▶ **TASK OBJECTIVE**
Return every record below exactly as given, images excluded.

▶ **PROVIDED DATA**
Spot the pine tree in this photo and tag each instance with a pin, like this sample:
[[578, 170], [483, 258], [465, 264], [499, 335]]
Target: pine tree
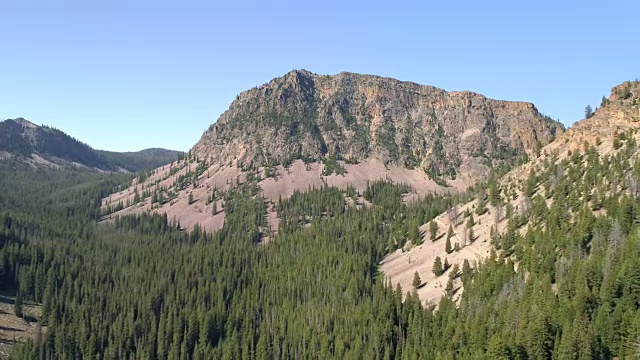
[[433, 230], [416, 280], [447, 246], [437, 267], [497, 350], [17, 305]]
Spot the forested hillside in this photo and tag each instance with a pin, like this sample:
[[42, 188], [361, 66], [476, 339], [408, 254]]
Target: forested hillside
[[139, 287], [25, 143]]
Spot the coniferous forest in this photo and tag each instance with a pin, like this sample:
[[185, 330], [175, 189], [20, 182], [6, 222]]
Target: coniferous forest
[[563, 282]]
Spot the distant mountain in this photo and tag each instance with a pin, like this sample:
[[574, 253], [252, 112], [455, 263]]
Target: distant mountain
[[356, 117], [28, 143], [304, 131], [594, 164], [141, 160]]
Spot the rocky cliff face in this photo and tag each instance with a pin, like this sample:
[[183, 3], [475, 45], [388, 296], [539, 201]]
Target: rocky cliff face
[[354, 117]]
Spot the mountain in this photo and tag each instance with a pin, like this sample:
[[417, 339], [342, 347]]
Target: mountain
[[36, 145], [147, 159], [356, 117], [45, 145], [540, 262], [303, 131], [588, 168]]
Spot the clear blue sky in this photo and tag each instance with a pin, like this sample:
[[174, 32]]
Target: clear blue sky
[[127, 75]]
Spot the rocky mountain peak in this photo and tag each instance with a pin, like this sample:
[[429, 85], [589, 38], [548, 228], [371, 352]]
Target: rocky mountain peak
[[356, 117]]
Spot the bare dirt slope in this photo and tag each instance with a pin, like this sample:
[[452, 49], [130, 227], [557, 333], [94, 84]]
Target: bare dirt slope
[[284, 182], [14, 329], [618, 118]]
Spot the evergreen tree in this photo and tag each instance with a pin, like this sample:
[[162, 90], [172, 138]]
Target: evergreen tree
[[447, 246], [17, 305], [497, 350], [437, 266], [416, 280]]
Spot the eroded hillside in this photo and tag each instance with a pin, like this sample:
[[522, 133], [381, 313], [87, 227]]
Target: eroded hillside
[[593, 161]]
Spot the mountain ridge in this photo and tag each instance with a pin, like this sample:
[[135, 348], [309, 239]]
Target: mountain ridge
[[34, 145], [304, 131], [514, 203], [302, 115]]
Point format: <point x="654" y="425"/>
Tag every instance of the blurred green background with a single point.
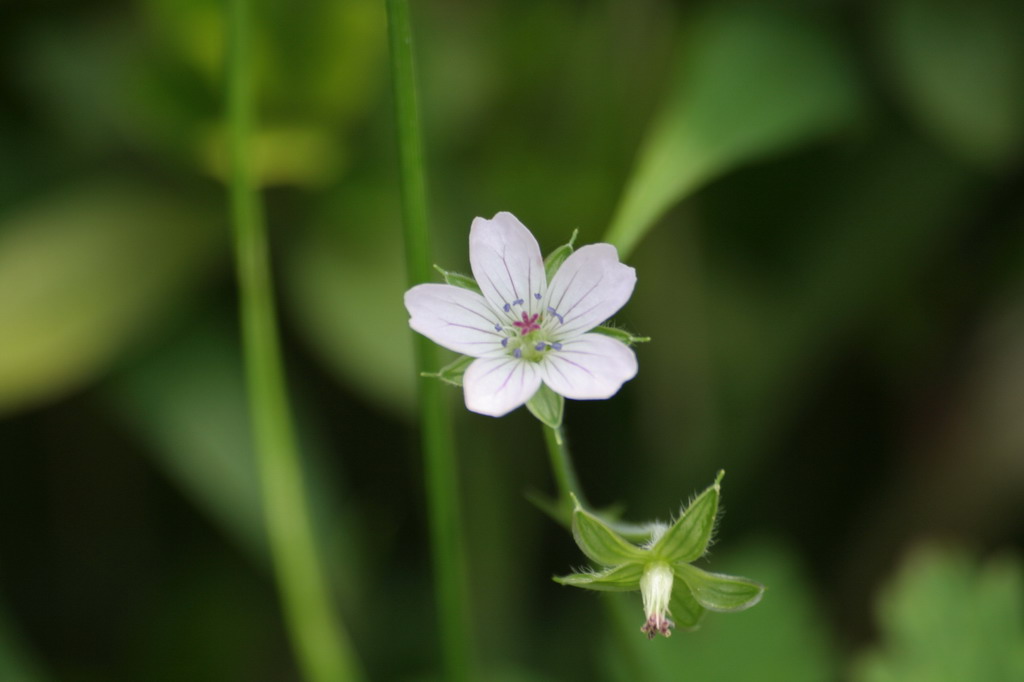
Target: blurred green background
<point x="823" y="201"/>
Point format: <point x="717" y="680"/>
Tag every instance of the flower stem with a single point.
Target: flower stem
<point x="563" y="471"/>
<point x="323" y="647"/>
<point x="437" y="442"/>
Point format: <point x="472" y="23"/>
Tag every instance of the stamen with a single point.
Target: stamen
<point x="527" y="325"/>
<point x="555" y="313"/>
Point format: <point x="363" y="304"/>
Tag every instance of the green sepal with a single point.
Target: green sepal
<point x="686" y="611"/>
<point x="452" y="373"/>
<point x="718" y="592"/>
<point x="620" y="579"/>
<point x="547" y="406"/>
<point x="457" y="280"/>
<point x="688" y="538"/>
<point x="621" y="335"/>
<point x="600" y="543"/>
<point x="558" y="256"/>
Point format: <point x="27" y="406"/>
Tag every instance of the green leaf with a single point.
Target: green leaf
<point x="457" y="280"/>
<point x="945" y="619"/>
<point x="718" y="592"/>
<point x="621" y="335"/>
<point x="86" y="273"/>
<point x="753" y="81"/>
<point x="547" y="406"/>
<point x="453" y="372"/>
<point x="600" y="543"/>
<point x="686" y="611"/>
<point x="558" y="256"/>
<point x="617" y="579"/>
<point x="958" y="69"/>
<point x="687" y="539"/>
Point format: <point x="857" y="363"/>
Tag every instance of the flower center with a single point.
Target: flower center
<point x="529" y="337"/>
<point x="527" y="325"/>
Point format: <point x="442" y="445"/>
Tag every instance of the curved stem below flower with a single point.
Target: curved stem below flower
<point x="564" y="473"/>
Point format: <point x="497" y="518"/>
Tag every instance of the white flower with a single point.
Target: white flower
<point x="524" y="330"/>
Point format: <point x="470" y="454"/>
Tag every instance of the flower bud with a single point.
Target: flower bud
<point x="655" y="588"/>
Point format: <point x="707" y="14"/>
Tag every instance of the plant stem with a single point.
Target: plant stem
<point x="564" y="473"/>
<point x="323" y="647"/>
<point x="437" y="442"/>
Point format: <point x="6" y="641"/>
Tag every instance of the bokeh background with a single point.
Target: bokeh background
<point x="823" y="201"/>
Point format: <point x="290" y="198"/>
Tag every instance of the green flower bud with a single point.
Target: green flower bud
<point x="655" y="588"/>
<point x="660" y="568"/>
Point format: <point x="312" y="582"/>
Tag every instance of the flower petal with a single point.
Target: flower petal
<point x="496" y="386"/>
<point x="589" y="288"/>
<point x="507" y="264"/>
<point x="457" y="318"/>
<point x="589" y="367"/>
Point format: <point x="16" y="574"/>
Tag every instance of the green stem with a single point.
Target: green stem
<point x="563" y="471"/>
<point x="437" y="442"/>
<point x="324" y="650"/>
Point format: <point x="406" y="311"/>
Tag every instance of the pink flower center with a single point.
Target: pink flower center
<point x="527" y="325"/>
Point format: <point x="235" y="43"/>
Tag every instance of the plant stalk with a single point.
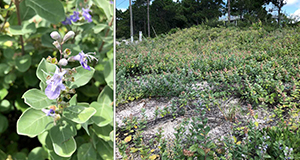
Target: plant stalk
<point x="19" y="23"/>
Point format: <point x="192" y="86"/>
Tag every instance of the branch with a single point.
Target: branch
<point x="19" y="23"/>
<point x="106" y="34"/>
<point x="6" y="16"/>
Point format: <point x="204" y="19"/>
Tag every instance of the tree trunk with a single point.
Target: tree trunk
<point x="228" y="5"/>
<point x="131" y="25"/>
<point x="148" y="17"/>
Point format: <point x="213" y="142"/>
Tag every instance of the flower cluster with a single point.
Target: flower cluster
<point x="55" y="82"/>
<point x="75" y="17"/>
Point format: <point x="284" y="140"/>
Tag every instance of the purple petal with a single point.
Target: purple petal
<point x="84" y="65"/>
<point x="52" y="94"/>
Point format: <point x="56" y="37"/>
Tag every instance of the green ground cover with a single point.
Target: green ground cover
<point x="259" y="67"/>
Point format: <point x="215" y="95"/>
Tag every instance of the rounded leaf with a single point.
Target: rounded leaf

▶ **RESPONSE BOX**
Spot the pine tree in this photo and tag each instance with a pin, like this sample:
[[578, 170], [483, 258], [465, 264], [499, 335]]
Target: pine tree
[[433, 230], [416, 280], [447, 246], [437, 267], [497, 350], [17, 305]]
Spot the forested hillside in this photo and tag each instance with a pin, like this sample:
[[42, 188], [361, 66], [476, 339], [408, 254]]
Target: forested hillside
[[139, 287], [25, 143]]
Spot the coniferous forest in this photo and tag each instance with a pin, like this sample:
[[185, 330], [175, 189], [20, 182], [6, 222]]
Target: coniferous forest
[[563, 282]]
Spot the distant mountain in this photo and tag each instance with a pin, like this sample:
[[574, 253], [252, 112], [455, 263]]
Target: distant mountain
[[356, 117], [28, 143], [304, 131], [594, 164], [141, 160]]
Spot the rocky cliff face in this photo and tag each instance with a pin, like this sample:
[[183, 3], [475, 45], [388, 296], [539, 201]]
Target: rocky cliff face
[[354, 117]]
Spot the mountain in this photo and tag each instance with a pin, like this sample:
[[417, 339], [342, 347]]
Target: mountain
[[36, 145], [147, 159], [356, 117], [45, 145], [540, 262], [303, 131], [588, 168]]
Spot the clear blue sky in this photo and tag each instance with a pin, like this sample:
[[174, 32]]
Target: clear blue sky
[[127, 75]]
Spot the rocky mountain peak in this photo and tag each instance with a pin, like this sample:
[[429, 85], [589, 38], [548, 228], [371, 352]]
Target: rocky mountain peak
[[356, 117]]
Spot the bare dirt slope in this photo and tag each instance with a pin, like this sample:
[[452, 49], [130, 227], [557, 333], [94, 84]]
Target: bare dirt slope
[[284, 182], [14, 329], [618, 118]]
Spot the evergreen tree in this photo and tag each instance with a pin, like this sample:
[[162, 90], [172, 138]]
Target: evergreen tree
[[447, 246], [17, 305], [497, 350], [437, 266], [416, 280]]
Spot the eroded hillside in this photo and tag each instance with a pin, like this sample:
[[522, 133], [381, 313], [87, 227]]
Target: eroded hillside
[[593, 161]]
Spot the mountain ridge in this photo and tag each instance with a pin, like this sample:
[[135, 348], [309, 239]]
Target: mountain ridge
[[34, 145], [304, 131], [514, 203], [302, 115]]
Point format: <point x="654" y="425"/>
Tag every instance of the blurred green background with a single point.
Target: blurred green background
<point x="823" y="201"/>
Point format: <point x="717" y="680"/>
Tag every instance of the flower stem with a single point.
Target: flower stem
<point x="563" y="471"/>
<point x="323" y="647"/>
<point x="437" y="442"/>
Point format: <point x="472" y="23"/>
Tag every instance of the stamen with a single point.
Target: stamen
<point x="527" y="325"/>
<point x="555" y="313"/>
Point format: <point x="363" y="304"/>
Tag every instance of the green sepal with a single point.
Target: green sepal
<point x="686" y="611"/>
<point x="452" y="373"/>
<point x="718" y="592"/>
<point x="620" y="579"/>
<point x="547" y="406"/>
<point x="457" y="280"/>
<point x="688" y="538"/>
<point x="621" y="335"/>
<point x="600" y="543"/>
<point x="558" y="256"/>
Point format: <point x="27" y="406"/>
Tag every instance of the green leaf with a single point.
Target: green leaf
<point x="457" y="280"/>
<point x="945" y="619"/>
<point x="718" y="592"/>
<point x="621" y="335"/>
<point x="86" y="273"/>
<point x="753" y="81"/>
<point x="547" y="406"/>
<point x="453" y="372"/>
<point x="600" y="543"/>
<point x="686" y="611"/>
<point x="558" y="256"/>
<point x="617" y="579"/>
<point x="958" y="69"/>
<point x="687" y="539"/>
Point format: <point x="857" y="363"/>
Tag every instance of the flower center with a single point.
Target: flower center
<point x="529" y="337"/>
<point x="527" y="325"/>
Point format: <point x="442" y="445"/>
Tag every instance of the curved stem below flower with a single point.
Target: curved stem below flower
<point x="564" y="473"/>
Point format: <point x="497" y="518"/>
Tag every instance of the white flower with a single point.
Target: white flower
<point x="524" y="330"/>
Point format: <point x="470" y="454"/>
Tag every instance of the flower bud with a single point.
Target: flower bud
<point x="655" y="588"/>
Point format: <point x="707" y="14"/>
Tag every instance of the plant stem with a single point.
Target: plant stem
<point x="564" y="473"/>
<point x="323" y="647"/>
<point x="437" y="442"/>
Point format: <point x="6" y="641"/>
Tag every instance of the bokeh background with a single point.
Target: bokeh background
<point x="823" y="201"/>
Point format: <point x="290" y="198"/>
Tag every instance of the green flower bud with a single point.
Target: green flower bud
<point x="655" y="588"/>
<point x="660" y="568"/>
Point format: <point x="312" y="582"/>
Tag every instance of the flower petal with a single point.
Target: flower petal
<point x="496" y="386"/>
<point x="589" y="288"/>
<point x="507" y="264"/>
<point x="457" y="318"/>
<point x="589" y="367"/>
Point format: <point x="16" y="574"/>
Tag every instance of the green stem with a single point.
Target: green stem
<point x="563" y="471"/>
<point x="437" y="442"/>
<point x="324" y="650"/>
Point format: <point x="406" y="311"/>
Tag every instance of the pink flower center with a single point.
Target: pink flower center
<point x="527" y="325"/>
Point format: <point x="235" y="43"/>
Tag every instance of the plant stalk with a single point.
Target: plant stalk
<point x="19" y="23"/>
Point format: <point x="192" y="86"/>
Tag every instance of the branch with a single point.
Target: branch
<point x="19" y="23"/>
<point x="106" y="34"/>
<point x="6" y="16"/>
Point format: <point x="204" y="19"/>
Tag every instance of the tree trunk with a single point.
Target: tree trunk
<point x="228" y="5"/>
<point x="131" y="25"/>
<point x="148" y="17"/>
Point format: <point x="213" y="142"/>
Tag every instance of the flower cluster with a single point.
Target: flower cluster
<point x="55" y="82"/>
<point x="75" y="17"/>
Point format: <point x="284" y="140"/>
Tag every instance of the purple petal with a single point.
Target: purple petal
<point x="84" y="65"/>
<point x="52" y="94"/>
Point format: <point x="56" y="37"/>
Tag every instance of the green ground cover with a single point.
Target: green ground cover
<point x="259" y="67"/>
Point format: <point x="215" y="95"/>
Tag every instance of the rounded leaf with a single point.
Target: rounded leaf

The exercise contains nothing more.